L'appartenance de classe se fonde sur des rapports peut-être invisibles, peut-être non consciemment vécus (le serf n'a pas forcément conscience d'être victime d'une domination de classe, d'une injuste) mais tout de même objectifs. Le fait de posséder ou non les moyens de productions, le fait de donner les ordres ou de les recevoir, d'être celui qui décide ou qui exécute.... sans parler de toute une gamme de rapports de dominations moins tangibles.
Alors que l'appartenance à une communauté est, elle, totalement le résultat subjectif d'une convention sociale.... ce qui paradoxalement ne signifie pas, bien au contraire qu'elle n'ait pas de conséquences concrètes potentiellement négatives pour la personne concernée.

DONNÉES ENREGISTRÉES>

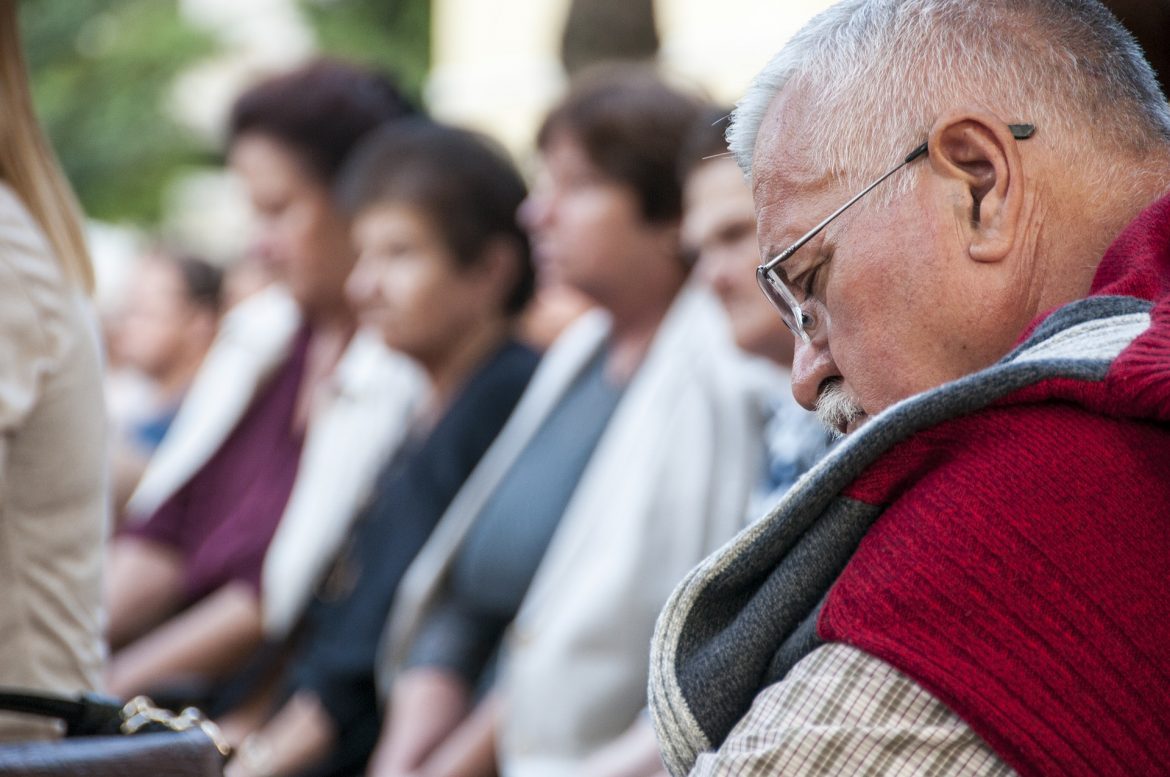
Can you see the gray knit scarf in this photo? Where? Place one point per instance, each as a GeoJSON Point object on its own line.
{"type": "Point", "coordinates": [748, 613]}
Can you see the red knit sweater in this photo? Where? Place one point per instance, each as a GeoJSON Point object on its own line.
{"type": "Point", "coordinates": [1020, 570]}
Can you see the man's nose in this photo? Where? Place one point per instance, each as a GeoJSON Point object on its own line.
{"type": "Point", "coordinates": [812, 364]}
{"type": "Point", "coordinates": [534, 211]}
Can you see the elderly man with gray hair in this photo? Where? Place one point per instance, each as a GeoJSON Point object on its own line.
{"type": "Point", "coordinates": [976, 580]}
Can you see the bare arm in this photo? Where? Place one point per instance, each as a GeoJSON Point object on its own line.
{"type": "Point", "coordinates": [206, 640]}
{"type": "Point", "coordinates": [297, 737]}
{"type": "Point", "coordinates": [470, 749]}
{"type": "Point", "coordinates": [143, 588]}
{"type": "Point", "coordinates": [426, 706]}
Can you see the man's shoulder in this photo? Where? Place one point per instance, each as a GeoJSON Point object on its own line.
{"type": "Point", "coordinates": [841, 710]}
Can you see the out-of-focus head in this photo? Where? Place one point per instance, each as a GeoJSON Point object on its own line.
{"type": "Point", "coordinates": [605, 210]}
{"type": "Point", "coordinates": [718, 233]}
{"type": "Point", "coordinates": [171, 315]}
{"type": "Point", "coordinates": [434, 224]}
{"type": "Point", "coordinates": [288, 138]}
{"type": "Point", "coordinates": [938, 270]}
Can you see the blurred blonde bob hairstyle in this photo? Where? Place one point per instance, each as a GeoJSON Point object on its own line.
{"type": "Point", "coordinates": [28, 165]}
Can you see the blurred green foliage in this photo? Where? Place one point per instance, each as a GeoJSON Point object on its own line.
{"type": "Point", "coordinates": [103, 73]}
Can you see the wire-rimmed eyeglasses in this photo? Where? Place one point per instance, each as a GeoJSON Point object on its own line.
{"type": "Point", "coordinates": [799, 310]}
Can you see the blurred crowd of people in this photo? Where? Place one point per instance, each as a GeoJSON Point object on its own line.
{"type": "Point", "coordinates": [435, 475]}
{"type": "Point", "coordinates": [406, 493]}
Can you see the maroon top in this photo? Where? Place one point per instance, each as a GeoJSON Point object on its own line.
{"type": "Point", "coordinates": [1043, 625]}
{"type": "Point", "coordinates": [224, 517]}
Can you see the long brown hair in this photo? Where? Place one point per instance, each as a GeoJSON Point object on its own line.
{"type": "Point", "coordinates": [28, 165]}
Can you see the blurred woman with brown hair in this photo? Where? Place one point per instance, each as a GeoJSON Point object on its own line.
{"type": "Point", "coordinates": [52, 424]}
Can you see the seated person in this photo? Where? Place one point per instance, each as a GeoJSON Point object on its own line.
{"type": "Point", "coordinates": [287, 423]}
{"type": "Point", "coordinates": [967, 214]}
{"type": "Point", "coordinates": [444, 272]}
{"type": "Point", "coordinates": [718, 231]}
{"type": "Point", "coordinates": [163, 332]}
{"type": "Point", "coordinates": [631, 455]}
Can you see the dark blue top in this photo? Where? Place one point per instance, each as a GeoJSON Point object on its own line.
{"type": "Point", "coordinates": [346, 617]}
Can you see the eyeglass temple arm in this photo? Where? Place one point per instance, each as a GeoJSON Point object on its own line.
{"type": "Point", "coordinates": [1019, 131]}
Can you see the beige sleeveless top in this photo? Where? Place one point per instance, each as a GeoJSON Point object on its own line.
{"type": "Point", "coordinates": [53, 499]}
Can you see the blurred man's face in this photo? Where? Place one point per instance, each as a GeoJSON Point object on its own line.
{"type": "Point", "coordinates": [893, 279]}
{"type": "Point", "coordinates": [718, 229]}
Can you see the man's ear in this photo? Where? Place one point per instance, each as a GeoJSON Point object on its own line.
{"type": "Point", "coordinates": [497, 268]}
{"type": "Point", "coordinates": [978, 151]}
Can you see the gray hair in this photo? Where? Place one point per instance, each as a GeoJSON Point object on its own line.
{"type": "Point", "coordinates": [882, 70]}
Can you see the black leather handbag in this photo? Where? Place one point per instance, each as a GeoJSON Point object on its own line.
{"type": "Point", "coordinates": [105, 738]}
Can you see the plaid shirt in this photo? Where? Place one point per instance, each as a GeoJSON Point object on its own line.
{"type": "Point", "coordinates": [842, 712]}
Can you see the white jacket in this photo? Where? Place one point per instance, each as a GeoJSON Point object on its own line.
{"type": "Point", "coordinates": [667, 485]}
{"type": "Point", "coordinates": [357, 425]}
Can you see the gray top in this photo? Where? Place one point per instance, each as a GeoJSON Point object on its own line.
{"type": "Point", "coordinates": [503, 548]}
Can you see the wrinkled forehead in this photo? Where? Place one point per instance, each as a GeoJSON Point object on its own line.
{"type": "Point", "coordinates": [790, 181]}
{"type": "Point", "coordinates": [786, 162]}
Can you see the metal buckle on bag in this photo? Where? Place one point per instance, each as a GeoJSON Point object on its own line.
{"type": "Point", "coordinates": [140, 713]}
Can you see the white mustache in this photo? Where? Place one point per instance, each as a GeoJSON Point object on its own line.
{"type": "Point", "coordinates": [835, 410]}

TRAVAIL À FAIRE>
1. Recopiez à l'identique les lignes du listing en commençant par celle qui contient « Can you see the black » et en vous arrêtant à la fin du listing, ces deux limites comprises.
2. Reprenez, s'il vous plaît, le texte sur l'appartenance de classe et l'appartenance à une communauté, et poursuivez-le après sa dernière phrase.
Le texte et le listing n'ont aucun lien entre eux.

RÉSULTATS ATTENDUS>
1.
Can you see the black leather handbag in this photo? Where? Place one point per instance, each as a GeoJSON Point object on its own line.
{"type": "Point", "coordinates": [105, 738]}
Can you see the plaid shirt in this photo? Where? Place one point per instance, each as a GeoJSON Point object on its own line.
{"type": "Point", "coordinates": [842, 712]}
Can you see the white jacket in this photo? Where? Place one point per instance, each as a GeoJSON Point object on its own line.
{"type": "Point", "coordinates": [667, 485]}
{"type": "Point", "coordinates": [357, 425]}
Can you see the gray top in this photo? Where? Place one point per instance, each as a GeoJSON Point object on its own line.
{"type": "Point", "coordinates": [503, 548]}
Can you see the wrinkled forehead in this photo? Where? Place one point per instance, each as a GeoJSON Point object on its own line.
{"type": "Point", "coordinates": [790, 181]}
{"type": "Point", "coordinates": [786, 162]}
Can you see the metal buckle on bag in this photo? Where? Place one point per instance, each as a GeoJSON Point object on its own line.
{"type": "Point", "coordinates": [140, 713]}
Can you see the white mustache in this photo? Where? Place one point per instance, each as a GeoJSON Point object on its own line.
{"type": "Point", "coordinates": [835, 410]}

2.
Une personne assignée à une catégorie peut revendiquer l’appartenance à cette catégorie ou au contraire contester sa pertinence tout en s’opposant aux formes d’oppressions qui découlent des cette catégorisation. Une personne rasicée, un Afro-américain, peut suivre deux stratégies de résistance. Soit il se reconnaît lui même comme Afro-Américain, revendique cette appartenance et désire cultiver et réhabiliter cette communauté, tout en affirmant ses droits à l’égalité. Inversement, dans la même situation un individu pourrait tout autant s’opposer au racisme américain en affirmant être un citoyen américain et considérant comme inopérante cette division du peuple américain en catégories raciales, il pourrait également se considérer avant tout comme un prolétaire et refuser de se reconnaître dans cette catégorisation raciale. Cela n’implique pas du tout qu’il nierait la réalité du racisme aux États-Unis, qu’il ne verrait pas que beaucoup le réduisent à la couleur de sa peau et que, de ce fait, cela a un impact négatif sur son existence. Mais par contre ça signifierait qu’il refuse d’entériner cette catégorisation, qu’il souhaite en quelque sorte que le combat se déroule sur un autre terrain.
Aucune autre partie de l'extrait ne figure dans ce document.